▶ Stated problem:
Rewrite each line of the data below as an item in a numbered list, leaving out any blank lines.

%%

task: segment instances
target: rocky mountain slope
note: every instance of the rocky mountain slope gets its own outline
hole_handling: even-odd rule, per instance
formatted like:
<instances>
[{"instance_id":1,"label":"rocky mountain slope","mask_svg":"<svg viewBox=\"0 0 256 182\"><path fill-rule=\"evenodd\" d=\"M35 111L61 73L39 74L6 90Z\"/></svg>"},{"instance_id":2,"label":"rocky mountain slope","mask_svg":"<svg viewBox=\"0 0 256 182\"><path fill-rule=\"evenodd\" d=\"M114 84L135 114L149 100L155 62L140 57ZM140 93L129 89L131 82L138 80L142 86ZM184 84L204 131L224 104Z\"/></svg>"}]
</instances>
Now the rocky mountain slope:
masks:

%%

▶ Expected answer:
1. task: segment instances
2. target: rocky mountain slope
3. note: every instance of the rocky mountain slope gets its own outline
4. hole_handling: even-odd rule, per instance
5. formatted like:
6. <instances>
7. [{"instance_id":1,"label":"rocky mountain slope","mask_svg":"<svg viewBox=\"0 0 256 182\"><path fill-rule=\"evenodd\" d=\"M35 111L61 73L39 74L6 90Z\"/></svg>"},{"instance_id":2,"label":"rocky mountain slope","mask_svg":"<svg viewBox=\"0 0 256 182\"><path fill-rule=\"evenodd\" d=\"M114 84L135 114L149 100L155 62L140 57ZM140 93L129 89L131 82L138 80L142 86ZM184 84L204 131L224 104Z\"/></svg>"}]
8. </instances>
9. Now the rocky mountain slope:
10. masks:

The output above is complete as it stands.